A female PhD student draws a staircase with a red marker on a whiteboard. Then she takes the pen up to the top step and writes two words: »Closing DHRTC«.
»We all agree that this is our goal,« she says in English to the flock that has gathered around her in the bright yellow room. Several of them nod their heads.
DHRTC is short for Danish Hydrocarbon Research and Technology Centre, but in Danish people call it something a bit more colloquial: The Centre for Oil and Gas. As darkness falls, it is this centre that students, led by a group from the Green Student Movement, want to talk about at the Technical University of Denmark’s (DTU) student workshop, Skylab. Or actually: They have turned up to discuss how they can close it down.
Every step is a step towards the goal, and now the student asks participants to come up with their ideas on how they will succeed. A show of hands.
One suggests that they can get hold of the movement Extinction Rebellion, and ask them to block the entrance to the centre. They talk a bit about this.
About 20 people have turned up in the yellow room. But they are not the only ones who are cheesed off with the Danish Hydrocarbon Research and Technology Centre. It is funded by the Danish Underground Consortium venture (which includes the oil giant Total and the Danish government’s oil and gas company Nordsøfonden) and is hosted by the Technical University of Denmark (DTU) in collaboration with four other research institutions including the University of Copenhagen (UCPH).
Earlier this year, seven student organisations collected 1,733 signatures and handed over five climate demands to the UCPH prorector Bente Stallknecht. Most of the demands were what you might expect: A deadline on becoming CO₂-neutral, a travel policy, and more green teaching.
But then there was the fifth point, the same thing that adorns the last step on the staircase graphic: »Closure of the Danish Hydrocarbon Research and Technology Centre«. In this way, the students not only incited a dispute about a research centre, they opened up a major debate on the freedom of research and ethics. The question is whether the universities should shut down research that counters the climate struggle, or whether this would constitute a full-front attack on academic freedom.
And on the same note: Should the universities accept major donations from an industry whose fundamental purpose is contrary to a green transition that, according to science, is more urgent than ever before?

DATA SHOWN:
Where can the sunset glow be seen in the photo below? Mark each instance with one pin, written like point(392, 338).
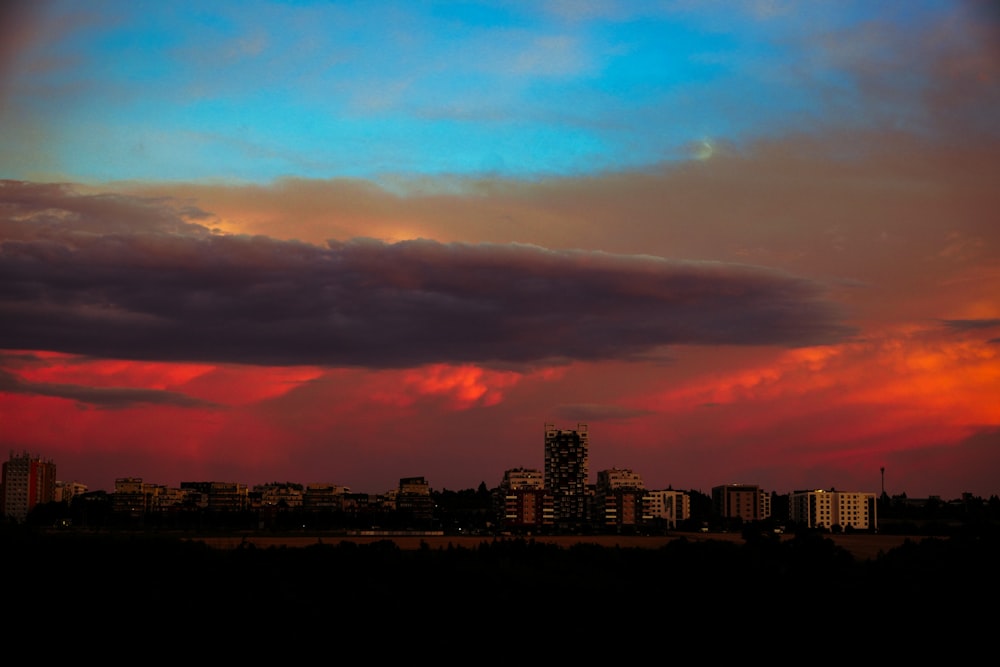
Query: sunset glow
point(353, 242)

GIVEN INSTRUCTION A:
Can you rewrite the paragraph of the article on the student campaign against the oil and gas research center that begins "About 20 people have turned up" as a short bulleted list that keeps its main facts?
GIVEN INSTRUCTION B:
Could you carry on the article about the student push to close the oil and gas research center, picking up after its final sentence?

EXPECTED ANSWER A:
- About 20 people came to the meeting in the yellow room.
- Others besides them are also unhappy with the Danish Hydrocarbon Research and Technology Centre.
- The center is funded by the Danish Underground Consortium, which includes the oil company Total and the Danish government's oil and gas company Nordsøfonden.
- DTU hosts it in collaboration with four other research institutions, including UCPH.

EXPECTED ANSWER B:
At the DTU Skylab they all agree.
In the corner of the room is a young man with curly, dark hair that has taken the train and the bus from Copenhagen to get to the meeting, even though exams are now taking up most of his spare time.
He used to study at DTU, but Niclas Spangegaard chose to switch from the Environmental Technology programme here to the master’s programme in Climate Change at UCPH, partly because the programme here did not include enough about the climate struggle.
For two years now, on the side, he has been involved in fighting the Danish Hydrocarbon Research and Technology Centre as part of the Green Student Movement, and he spends many hours a week on it.
»The huge problem with this centre is that it is funded by the oil industry,« he says. »That they have such a tangible influence on what is being researched at a Danish university is absurd!«
Niclas Spangegaard did not know anything about the centre before he heard about it at a meeting of the Green Student Movement. That night, the activists in attendance were able to choose to join ten different working groups, and Spangegaard did not hesitate to choose the one that was about the Danish Hydrocarbon Research and Technology Centre.
»What is important to me is to work with something where we can quickly and effectively save CO₂. I want to work with something that can change the world in 30 years, and I do this by fighting the activities that take place at the centre. This could have a huge influence.«
He crumples a sheet of A4 paper that he has just printed out. It is a printout of the centre’s strategy, which he reads up from now and again to support his points, if not with a hint of indignation, then certainly with a bit of amazement in his voice.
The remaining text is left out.